• **YOUR TASKS**
- 1) In the Mouse Utopia page, how often did the mouse population double during the first 620 days?
- 2) Continue the Mouse Utopia text from the point where it stops.

• **PAGE EXCERPT**

-------

Mouse Utopia

Wednesday, July 30th, 2014

In the late 1960s, John B. Calhoun placed four breeding pairs of mice into a Mouse Utopia, free of predators and full of food and water.

The population grew exponentially — for a while. For the first 620 days, the population doubled every 55 days. Then, the doubling slowed down. Then, growth stopped, and the dysfunction began.

In the original paper, Death Squared: The Explosive Growth and Demise of a Mouse Population, Calhoun draws these conclusions:

The results obtained in this study should be obtained when customary causes of mortality become markedly reduced in any species of mammal whose members form social groups. Reduction of bodily death (i.e. ‘the second death’) culminates in survival of an excessive number of individuals that have developed the potentiality for occupying the social roles characteristic of the species. Within a few generations all such roles in all physical space available to the species are filled. AT this time, the continuing high survival of many individuals to sexual and behavioural maturity culminates in the presence of many young adults capable of involvement in appropriate species-specific activities. However, there are few opportunities for fulfilling theses potentialities. In seeking such fulfilment they compete for social role occupancy with the older established members of the community. This competition is so severe that it simultaneously leads to the nearly total breakdown of all normal behaviour by both the contestors and the established adults of both sexes. Normal social organization (i.e. ‘the establishment’) breaks down, it ‘dies’.

-------

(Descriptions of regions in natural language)

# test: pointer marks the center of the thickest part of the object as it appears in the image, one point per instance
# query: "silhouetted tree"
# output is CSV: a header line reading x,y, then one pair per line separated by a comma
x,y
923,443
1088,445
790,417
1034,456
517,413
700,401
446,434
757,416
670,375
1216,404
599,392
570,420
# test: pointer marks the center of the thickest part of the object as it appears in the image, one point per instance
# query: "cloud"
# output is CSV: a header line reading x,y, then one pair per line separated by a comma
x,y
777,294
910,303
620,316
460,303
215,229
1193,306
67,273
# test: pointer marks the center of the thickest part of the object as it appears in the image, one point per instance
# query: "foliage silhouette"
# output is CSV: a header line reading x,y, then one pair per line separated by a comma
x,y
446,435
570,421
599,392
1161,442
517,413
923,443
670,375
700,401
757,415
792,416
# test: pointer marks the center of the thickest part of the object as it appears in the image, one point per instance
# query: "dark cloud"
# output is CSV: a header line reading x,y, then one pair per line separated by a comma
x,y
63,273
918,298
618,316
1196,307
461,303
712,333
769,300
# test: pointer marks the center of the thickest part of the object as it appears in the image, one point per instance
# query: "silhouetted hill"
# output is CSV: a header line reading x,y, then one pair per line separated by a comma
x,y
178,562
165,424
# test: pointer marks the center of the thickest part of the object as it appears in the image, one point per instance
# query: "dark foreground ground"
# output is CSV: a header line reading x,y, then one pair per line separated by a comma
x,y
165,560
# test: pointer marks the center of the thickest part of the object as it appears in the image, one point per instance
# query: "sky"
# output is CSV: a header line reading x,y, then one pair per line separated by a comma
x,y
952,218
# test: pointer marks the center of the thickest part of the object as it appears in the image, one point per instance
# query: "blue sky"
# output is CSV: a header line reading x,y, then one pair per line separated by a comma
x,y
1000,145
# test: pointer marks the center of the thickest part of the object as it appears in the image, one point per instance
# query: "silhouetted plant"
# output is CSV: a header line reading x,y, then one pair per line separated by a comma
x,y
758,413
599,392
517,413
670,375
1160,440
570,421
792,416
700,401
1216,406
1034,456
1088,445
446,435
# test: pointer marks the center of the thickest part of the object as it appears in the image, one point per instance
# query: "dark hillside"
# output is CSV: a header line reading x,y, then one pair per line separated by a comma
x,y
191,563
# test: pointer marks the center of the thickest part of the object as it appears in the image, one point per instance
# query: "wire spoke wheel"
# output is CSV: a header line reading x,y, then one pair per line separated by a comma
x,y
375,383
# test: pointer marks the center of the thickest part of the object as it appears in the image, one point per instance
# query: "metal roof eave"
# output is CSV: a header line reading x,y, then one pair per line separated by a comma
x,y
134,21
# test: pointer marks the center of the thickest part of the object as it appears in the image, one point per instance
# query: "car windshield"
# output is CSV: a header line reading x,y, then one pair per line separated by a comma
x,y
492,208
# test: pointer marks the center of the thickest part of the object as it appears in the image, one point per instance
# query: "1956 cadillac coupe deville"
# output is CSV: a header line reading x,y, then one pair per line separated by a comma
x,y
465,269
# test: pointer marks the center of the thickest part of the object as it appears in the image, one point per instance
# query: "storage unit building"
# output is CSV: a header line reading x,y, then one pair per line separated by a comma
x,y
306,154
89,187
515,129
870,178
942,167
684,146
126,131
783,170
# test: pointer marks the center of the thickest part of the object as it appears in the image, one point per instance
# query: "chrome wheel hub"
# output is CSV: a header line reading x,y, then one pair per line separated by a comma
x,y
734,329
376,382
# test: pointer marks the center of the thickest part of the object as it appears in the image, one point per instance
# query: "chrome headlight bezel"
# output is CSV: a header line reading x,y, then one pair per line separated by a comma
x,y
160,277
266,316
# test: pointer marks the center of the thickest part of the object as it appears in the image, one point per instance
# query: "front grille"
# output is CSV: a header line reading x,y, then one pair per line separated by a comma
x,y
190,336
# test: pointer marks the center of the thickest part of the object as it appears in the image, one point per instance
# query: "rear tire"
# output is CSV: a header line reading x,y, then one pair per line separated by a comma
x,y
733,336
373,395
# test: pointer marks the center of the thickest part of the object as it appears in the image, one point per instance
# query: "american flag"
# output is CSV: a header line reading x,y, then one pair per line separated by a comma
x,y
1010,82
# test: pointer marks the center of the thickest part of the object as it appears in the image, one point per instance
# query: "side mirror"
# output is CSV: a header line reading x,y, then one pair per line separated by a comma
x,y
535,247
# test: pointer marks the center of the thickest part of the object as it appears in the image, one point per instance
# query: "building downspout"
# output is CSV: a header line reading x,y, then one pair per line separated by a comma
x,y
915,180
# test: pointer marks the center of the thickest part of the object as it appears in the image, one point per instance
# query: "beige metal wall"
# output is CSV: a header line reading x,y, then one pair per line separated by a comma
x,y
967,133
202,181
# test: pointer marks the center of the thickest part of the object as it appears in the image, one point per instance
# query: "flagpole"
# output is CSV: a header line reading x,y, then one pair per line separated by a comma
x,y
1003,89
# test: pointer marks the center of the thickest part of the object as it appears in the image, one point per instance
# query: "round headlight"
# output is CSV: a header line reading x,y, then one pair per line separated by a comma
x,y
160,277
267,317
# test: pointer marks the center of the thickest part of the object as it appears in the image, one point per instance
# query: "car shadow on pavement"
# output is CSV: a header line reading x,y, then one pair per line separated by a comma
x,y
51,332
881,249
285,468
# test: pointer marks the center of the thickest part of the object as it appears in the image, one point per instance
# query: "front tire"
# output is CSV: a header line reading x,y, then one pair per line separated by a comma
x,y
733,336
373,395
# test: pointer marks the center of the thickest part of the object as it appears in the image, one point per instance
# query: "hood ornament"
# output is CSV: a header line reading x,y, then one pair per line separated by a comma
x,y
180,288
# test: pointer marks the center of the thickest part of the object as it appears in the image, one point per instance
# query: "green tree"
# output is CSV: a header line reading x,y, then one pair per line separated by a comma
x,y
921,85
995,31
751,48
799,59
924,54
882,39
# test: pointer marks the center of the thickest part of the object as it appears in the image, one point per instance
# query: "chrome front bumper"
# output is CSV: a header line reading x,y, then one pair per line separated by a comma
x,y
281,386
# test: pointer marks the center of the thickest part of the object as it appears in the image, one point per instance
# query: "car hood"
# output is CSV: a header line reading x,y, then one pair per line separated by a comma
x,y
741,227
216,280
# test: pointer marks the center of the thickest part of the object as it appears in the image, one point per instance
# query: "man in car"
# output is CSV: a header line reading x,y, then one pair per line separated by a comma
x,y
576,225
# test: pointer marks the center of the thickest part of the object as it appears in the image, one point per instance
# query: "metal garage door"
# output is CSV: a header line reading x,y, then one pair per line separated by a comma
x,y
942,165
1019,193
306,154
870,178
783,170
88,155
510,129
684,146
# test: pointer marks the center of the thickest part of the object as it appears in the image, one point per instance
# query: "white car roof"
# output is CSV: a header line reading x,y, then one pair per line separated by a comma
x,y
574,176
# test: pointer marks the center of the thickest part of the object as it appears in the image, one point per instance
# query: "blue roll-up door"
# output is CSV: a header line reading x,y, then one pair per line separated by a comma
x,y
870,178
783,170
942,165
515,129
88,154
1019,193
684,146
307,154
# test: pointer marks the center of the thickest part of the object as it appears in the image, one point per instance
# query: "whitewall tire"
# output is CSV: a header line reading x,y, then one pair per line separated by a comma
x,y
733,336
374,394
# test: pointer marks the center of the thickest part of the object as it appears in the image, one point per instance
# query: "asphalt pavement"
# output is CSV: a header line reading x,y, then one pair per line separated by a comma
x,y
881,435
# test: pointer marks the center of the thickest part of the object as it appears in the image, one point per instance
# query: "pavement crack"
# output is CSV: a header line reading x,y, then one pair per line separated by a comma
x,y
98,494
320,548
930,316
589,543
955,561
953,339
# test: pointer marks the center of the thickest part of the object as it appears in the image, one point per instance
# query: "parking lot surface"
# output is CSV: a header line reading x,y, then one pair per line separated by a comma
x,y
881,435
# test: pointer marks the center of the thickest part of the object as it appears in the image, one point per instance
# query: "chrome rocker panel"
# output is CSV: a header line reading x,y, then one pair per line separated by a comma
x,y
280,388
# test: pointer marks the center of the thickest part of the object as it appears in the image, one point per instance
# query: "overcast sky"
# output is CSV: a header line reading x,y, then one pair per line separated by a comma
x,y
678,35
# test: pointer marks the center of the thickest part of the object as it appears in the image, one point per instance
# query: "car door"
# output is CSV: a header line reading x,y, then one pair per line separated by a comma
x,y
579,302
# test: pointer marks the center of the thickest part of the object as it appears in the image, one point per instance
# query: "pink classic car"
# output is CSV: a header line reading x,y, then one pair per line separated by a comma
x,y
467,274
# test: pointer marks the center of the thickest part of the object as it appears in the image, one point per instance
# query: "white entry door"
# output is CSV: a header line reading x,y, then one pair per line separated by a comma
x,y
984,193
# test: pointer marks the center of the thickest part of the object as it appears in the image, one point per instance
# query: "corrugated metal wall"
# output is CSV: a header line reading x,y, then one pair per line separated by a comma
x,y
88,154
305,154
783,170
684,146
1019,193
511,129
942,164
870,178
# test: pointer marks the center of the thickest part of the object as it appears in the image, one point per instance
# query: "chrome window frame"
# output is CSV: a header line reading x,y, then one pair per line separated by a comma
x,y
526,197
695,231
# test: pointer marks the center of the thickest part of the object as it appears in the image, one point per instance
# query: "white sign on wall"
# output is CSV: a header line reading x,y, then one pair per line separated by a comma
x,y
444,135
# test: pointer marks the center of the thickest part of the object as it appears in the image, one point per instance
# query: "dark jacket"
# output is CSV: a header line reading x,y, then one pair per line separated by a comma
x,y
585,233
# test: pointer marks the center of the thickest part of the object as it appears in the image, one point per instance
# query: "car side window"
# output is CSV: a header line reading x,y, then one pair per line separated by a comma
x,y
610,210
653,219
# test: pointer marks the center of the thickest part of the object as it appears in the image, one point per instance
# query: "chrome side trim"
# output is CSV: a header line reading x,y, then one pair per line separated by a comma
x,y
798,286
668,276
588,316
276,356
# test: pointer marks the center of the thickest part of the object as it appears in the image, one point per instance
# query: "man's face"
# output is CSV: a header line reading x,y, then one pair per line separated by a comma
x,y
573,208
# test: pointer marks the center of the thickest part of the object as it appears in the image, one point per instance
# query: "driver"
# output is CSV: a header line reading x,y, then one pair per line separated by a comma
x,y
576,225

-------

• **YOUR RESPONSES**
- 1) Every 55 days.

- 2)
So far, that sounds almost like Peter Turchin’s notion of elite overproduction.

Calhoun continues:

Young born during such social dissolution are rejected by their mothers and other adult associates. This early failure of social bonding becomes compounded by interruption of action cycles due to the mechanical interference resulting from the high contact rate among individuals living in a high density population. High contact rate further fragments behaviour as a result of the stochastics of social interactions which demand that, in order to maximize gratification from social interaction, intensity and duration of social interaction must be reduced in proportion to the degree that the group size exceeds the optimum. Autistic-like creatures, capable only of the most simple behaviours compatible with physiological survival, emerge out of this process. Their spirit has died (‘the first death’). They are no longer capable of executing the more complex behaviours compatible with species survival. The species in such settings die.

You may be wondering about his references to the first death and the second death. They’re Biblical references — with which he opens his scientific paper — in the Proceedings of the Royal Society of Medicine in 1973:

I shall largely speak of mice, but my thoughts are on man, on healing, on life and its evolution. Threatening life and evolution are the two deaths, death of the spirit and death of the body. Evolution, in terms of ancient wisdom, is the acquisition of access to the tree of life. This takes us back to the white first horse of the Apocalypse which with its rider set out to conquer the forces that threaten the spirit with death. Further in Revelation (ii.7) we note: ‘To him who conquers I will grant to eat the tree of life, which is in the paradise of God’ and further on (Rev. xxii.2): ‘The leaves of the tree were for the healing of nations.’

Riiiigghhhht.

Anyway, the Mouse Utopia experiment is usually interpreted in terms of social stresses related to overcrowding, but, Bruce Charlton points out, there’s another explanation:

But Michael A Woodley suggests that what might be going on is mutation accumulation, and deleterious genes generating a wide range of maladaptive pathologies, incrementally accumulating with each generation; and rapidly overwhelming and destroying the population before any beneficial mutations could emerge to ‘save; the colony from extinction.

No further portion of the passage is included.